▶ **PARTS OF THE EXERCISE**:
[1] Answer these questions about the origin of Krav Maga text, labeling each answer (a), (b) or (c):
(a) In which city did Imre Lichtenfeld grow up?
(b) In what year did he win both a wrestling championship and a boxing title?
(c) In which decade did his neighborhood become the target of anti-Semitic attacks and riots?
[2] Pick up the origin of Krav Maga text after its last sentence and continue it.

▶ **EXTRACT**:
------------------------------------------------------------------------
The Origin Of Krav Maga

Krav Maga was developed by Hungarian Native Imre Lichtenfeld. He was of Jewish descent and grew up in Bratislava. He was a very active sportsman and loved boxing and wrestling. He would win a wrestling championship in 1929, and the same year he won a boxing title.

For the next decade, he would immerse himself into wrestling as a participant and coach.

During the 1930s, his neighborhood became the target of many anti-Semitic attacks and riots. Imi took it upon himself to lead a group of boxers and wrestlers to guard his neighbors. He realized that boxing in a ring or wrestling on a mat was nothing compared to a street fight. They were often explosive and brutal, leaving them stunned.
------------------------------------------------------------------------
▶ **DATA TO EXAMINE**:

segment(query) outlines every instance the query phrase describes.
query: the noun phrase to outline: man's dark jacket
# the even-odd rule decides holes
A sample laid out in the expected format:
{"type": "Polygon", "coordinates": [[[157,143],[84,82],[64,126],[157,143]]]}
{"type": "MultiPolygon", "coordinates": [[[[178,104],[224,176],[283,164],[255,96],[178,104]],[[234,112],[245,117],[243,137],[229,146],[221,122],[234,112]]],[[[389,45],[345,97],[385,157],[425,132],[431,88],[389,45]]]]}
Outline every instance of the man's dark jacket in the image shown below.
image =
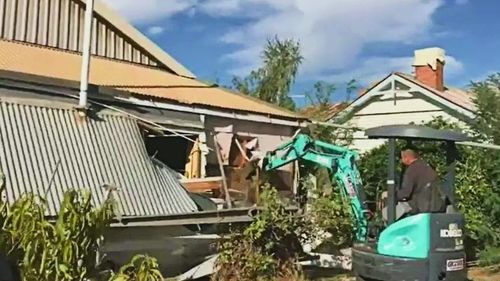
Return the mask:
{"type": "Polygon", "coordinates": [[[413,214],[442,212],[445,208],[439,177],[421,159],[406,168],[397,198],[398,201],[408,201],[413,214]]]}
------------------------------------------------------------------------
▶ **ANSWERS**:
[1]
(a) Bratislava
(b) 1929
(c) The 1930s

[2]
Because of his active resistance against the local authorities, who were also anti-Semitic, Imi fled Europe and left for Mandatory Palestine. He then joined the Hagana Para-military organization and did four years of training. Due to the effectiveness of his skills he developed in Europe, in 1944, he started training fighters in his unique style. He concentrated on;

  • Physical fitness
  • Swimming
  • Grappling and wrestling
  • The use of knives
  • Defense against knives

Imi not only trained the forerunners of the IDF special forces, the Palmach Striking Force, and the Pal-Yam, he also made his training available to the general population. This later developed into the Krav Maga system we know today.

The Philosophy Of Krav Maga

The philosophy that drives Krav Maga is straightforward. It is encompassed in one word – Retzev – and that means continuous motion. Krav Maga uses explosive aggression and a system of simultaneous attack and defense maneuvers while moving forward.

Krav Maga fundamentals are the backbone of the system and can be summarised as follows;

  • Neutralize the immediate threat.
  • Keeping it simple.
  • Simultaneous attack and defense.
  • Retzev – continuous motion all the time.
  • Weapons of opportunity.
  • Weapons defense.
  • Soft body points and vulnerable areas.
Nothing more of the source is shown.